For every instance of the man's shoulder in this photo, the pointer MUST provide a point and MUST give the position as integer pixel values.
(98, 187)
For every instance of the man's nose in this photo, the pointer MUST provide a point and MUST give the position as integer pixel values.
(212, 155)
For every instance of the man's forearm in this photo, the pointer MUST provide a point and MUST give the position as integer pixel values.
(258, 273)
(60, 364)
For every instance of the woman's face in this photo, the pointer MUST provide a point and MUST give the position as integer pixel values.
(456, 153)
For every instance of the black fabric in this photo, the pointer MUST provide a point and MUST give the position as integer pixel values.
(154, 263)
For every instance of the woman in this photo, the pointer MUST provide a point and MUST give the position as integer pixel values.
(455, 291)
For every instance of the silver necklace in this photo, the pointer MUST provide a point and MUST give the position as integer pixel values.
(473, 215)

WHAT YOU SHOULD DO:
Set down, word for word, every line from the line that holds "For every instance of the silver" to the end of the entries above, including both ends.

SOLUTION:
For every instance of the silver necklace in this photo, the pointer MUST provide a point and MUST give the position as integer pixel values.
(473, 215)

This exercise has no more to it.